Location identification items
────────────────
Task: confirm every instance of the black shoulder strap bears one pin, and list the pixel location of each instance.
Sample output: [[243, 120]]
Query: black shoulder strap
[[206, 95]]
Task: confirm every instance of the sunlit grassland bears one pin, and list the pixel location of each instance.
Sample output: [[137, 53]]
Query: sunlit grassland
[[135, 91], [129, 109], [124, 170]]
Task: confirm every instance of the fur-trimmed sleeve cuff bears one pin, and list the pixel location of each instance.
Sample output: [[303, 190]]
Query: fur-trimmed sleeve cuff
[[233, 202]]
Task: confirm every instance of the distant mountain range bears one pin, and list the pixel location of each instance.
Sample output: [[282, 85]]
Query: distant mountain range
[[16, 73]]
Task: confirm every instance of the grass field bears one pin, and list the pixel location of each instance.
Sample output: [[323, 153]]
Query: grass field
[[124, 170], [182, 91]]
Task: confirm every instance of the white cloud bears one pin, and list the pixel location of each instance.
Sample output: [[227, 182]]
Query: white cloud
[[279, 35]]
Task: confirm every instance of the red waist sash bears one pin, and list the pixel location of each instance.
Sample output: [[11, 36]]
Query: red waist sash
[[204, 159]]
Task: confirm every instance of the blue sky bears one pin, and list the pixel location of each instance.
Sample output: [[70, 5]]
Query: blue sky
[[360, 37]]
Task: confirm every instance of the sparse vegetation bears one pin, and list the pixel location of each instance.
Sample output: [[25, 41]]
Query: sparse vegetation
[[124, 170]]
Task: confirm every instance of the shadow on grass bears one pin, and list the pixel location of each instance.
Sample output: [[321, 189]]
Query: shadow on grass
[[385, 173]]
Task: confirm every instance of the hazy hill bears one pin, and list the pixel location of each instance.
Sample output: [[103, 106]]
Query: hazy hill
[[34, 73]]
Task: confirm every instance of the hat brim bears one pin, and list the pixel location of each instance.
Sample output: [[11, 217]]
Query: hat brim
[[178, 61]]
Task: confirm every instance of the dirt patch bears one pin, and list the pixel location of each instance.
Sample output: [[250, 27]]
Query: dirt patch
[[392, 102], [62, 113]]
────────────────
Duplicate every one of the items above, line for line, with no changes.

▸ Task output
Task: confirm every instance of the black shoulder strap bears one pin, and list the pixel location of each instance.
Sample output: [[243, 120]]
Query: black shoulder strap
[[206, 95]]
Task: confirm every instance of the sunlit grassland bears one pin, and list the pixel location of each instance.
Sample output: [[137, 53]]
Query: sunlit grassland
[[135, 91], [129, 109], [124, 170]]
Task: confirm every instance of the fur-trimmed sleeve cuff bears one pin, and list the pixel location of each instance.
Sample output: [[303, 190]]
Query: fur-trimmed sleeve cuff
[[233, 202]]
Task: confirm every instance of the distant mountain range bears one pin, and list the pixel location of each instance.
Sample output: [[282, 85]]
Query: distant mountain range
[[16, 73]]
Task: confirm every instance of the grass field bears one pin, and list the pixel location of each instance.
Sample output: [[323, 153]]
Query: grass field
[[124, 170], [182, 91]]
Task: confirm every instance of the white cloud bears one pin, and list the pixel location of each instance.
Sample output: [[227, 182]]
Query: white cloud
[[279, 35]]
Task: confirm every instance of the red waist sash bears one pin, and list the pixel location of each instance.
Sample output: [[11, 36]]
Query: red waist sash
[[204, 159]]
Task: confirm every instance of the blue sky bears one pin, and list the pixel location of each instance.
Sample output: [[70, 5]]
Query: blue sky
[[360, 37]]
Task: confirm every instance of the sparse vegetation bears one pin, and list the pixel location of each instance.
Sample output: [[25, 41]]
Query: sparse vegetation
[[124, 170]]
Task: confirm every instance of the shadow on grass bears one pin, and list the pixel location of each instance.
Sample output: [[321, 189]]
Query: shadow on grass
[[385, 173]]
Task: confirm every instance of the hazy hill bears one pin, and list the pixel location of each instance.
Sample output: [[103, 106]]
Query: hazy hill
[[34, 73]]
Task: confirm every instance of the hat brim bears one pin, and list the pixel location of each instance.
Sample output: [[11, 217]]
Query: hat brim
[[178, 61]]
Task: confirm every instance of the dirt patch bears one pin, and list the pixel location of each instance.
Sample output: [[250, 27]]
Query: dirt patch
[[392, 102], [62, 113]]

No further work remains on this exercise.